>> begin Dataset records
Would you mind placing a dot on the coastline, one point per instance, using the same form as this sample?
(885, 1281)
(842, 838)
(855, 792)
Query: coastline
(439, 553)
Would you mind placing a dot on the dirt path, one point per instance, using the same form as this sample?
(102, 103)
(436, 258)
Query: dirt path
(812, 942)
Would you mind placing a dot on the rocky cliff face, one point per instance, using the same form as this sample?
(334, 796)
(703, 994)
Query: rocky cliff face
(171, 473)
>> end Dataset records
Copy out all of the lines above, changing "Query" to "Target" every time it appears and keeping everything else the same.

-- Task answer --
Would you mind placing a dot on the coastline, one point per instance, using the same form as this sample?
(885, 1281)
(842, 838)
(855, 792)
Target: coastline
(439, 553)
Would you mind placing a dot on the dirt path, one point per instance, using the same form as this sample?
(102, 103)
(436, 258)
Target: dirt path
(812, 942)
Would you mind placing a dot on the rocky cliff face, one point per instance, using the same form as this sample?
(334, 796)
(703, 994)
Target: rocky cliff face
(171, 473)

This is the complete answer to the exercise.